Work to do:
1) List every name that the LSTM model text below imports from keras.layers.
2) Reproduce word for word the portion of the LSTM model text below between "stopwords = set(stopwords.words('english'))" and "tokenizer = nltk.data.load('tokenizers/punkt/english.pickle')", inclusive.

:: Text provided ::

The first layer of the LSTM has 300 units, 40% of which are dropped for the linear transformation of the input, and 40% of which are dropped for the linear transformation of the recurrent state. The second layer has 64 units, and 40% of units are dropped for the linear transformation of the recurrent state. Then, it runs a Dropout layer, which randomly sets 50% of input units to 0 at each update during training as a way to reduce overfitting. Lastly, it goes to a Dense layer, which is a densely-connected layer. It implements output = activation(dot(input, weights)) where activation is the element-wise ReLu activation function and weights is a weights matrix created by the layer. 

In [96]:
import os
import pandas as pd

X = pd.ExcelFile('./data/training_set_rel3.xls')
X = data.parse("training_set")
y = X['domain1_score']
X = X.dropna(axis=1)
X = X.drop(columns=['rater1_domain1', 'rater2_domain1'])

In [189]:
from keras.layers import Embedding, LSTM, Dense, Dropout, Lambda, Flatten
from keras.models import Sequential, load_model, model_from_config
import keras.backend as K

def get_model():
    model = Sequential([
        LSTM(300, dropout=0.4, recurrent_dropout=0.4, input_shape=[1, 300], return_sequences=True),
        LSTM(64, recurrent_dropout=0.4),
        Dropout(0.5),
        Dense(1, activation='relu')
    ])

    model.compile(loss='mean_squared_error', optimizer='rmsprop', metrics=['mae'])
    model.summary()

    return model

In [122]:
import numpy as np
import nltk
import re
from nltk.corpus import stopwords
from gensim.models import Word2Vec

stopwords = set(stopwords.words('english'))

def essay_to_list(essay):
    # Remove the tags
    essay = re.sub("[^a-zA-Z]", " ", essay)
    words = essay.lower().split()
    return [w for w in words if not w in stopwords]

def essay_to_sentences(essay):
    tokenizer = nltk.data.load('tokenizers/punkt/english.pickle')
    raw_sentences = tokenizer.tokenize(essay.strip())
    sentences = []
    for raw_sentence in raw_sentences:
        if len(raw_sentence) > 0:
            sentences.append(essay_to_list(raw_sentence))

:::
:: Data segment ::

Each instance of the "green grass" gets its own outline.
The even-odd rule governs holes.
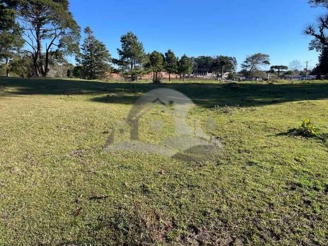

:::

Results by task:
1) Embedding, LSTM, Dense, Dropout, Lambda, Flatten

2)
stopwords = set(stopwords.words('english'))

def essay_to_list(essay):
    # Remove the tags
    essay = re.sub("[^a-zA-Z]", " ", essay)
    words = essay.lower().split()
    return [w for w in words if not w in stopwords]

def essay_to_sentences(essay):
    tokenizer = nltk.data.load('tokenizers/punkt/english.pickle')